Leave the pictures out. Return all other data exactly.

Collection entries
* * *

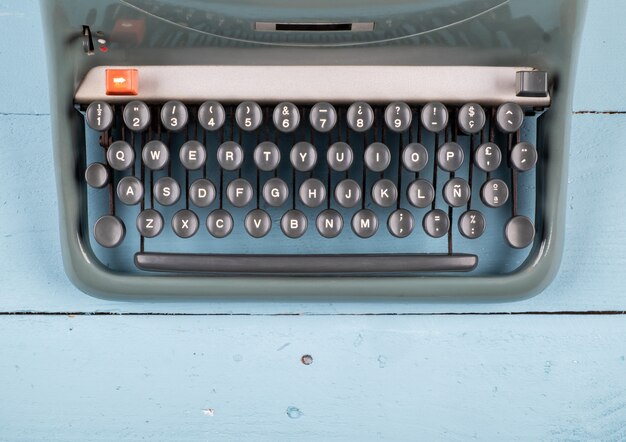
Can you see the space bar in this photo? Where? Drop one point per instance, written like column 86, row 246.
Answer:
column 305, row 264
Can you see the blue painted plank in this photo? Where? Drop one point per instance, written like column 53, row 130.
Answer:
column 591, row 277
column 372, row 378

* * *

→ Result of this exercise
Can you see the space bar in this photo? Where? Drop one point per instance, written like column 86, row 246.
Answer:
column 305, row 264
Can you see the blue painted plank in this photo? Where? Drop one point per instance, written like column 53, row 130.
Answer:
column 591, row 277
column 372, row 378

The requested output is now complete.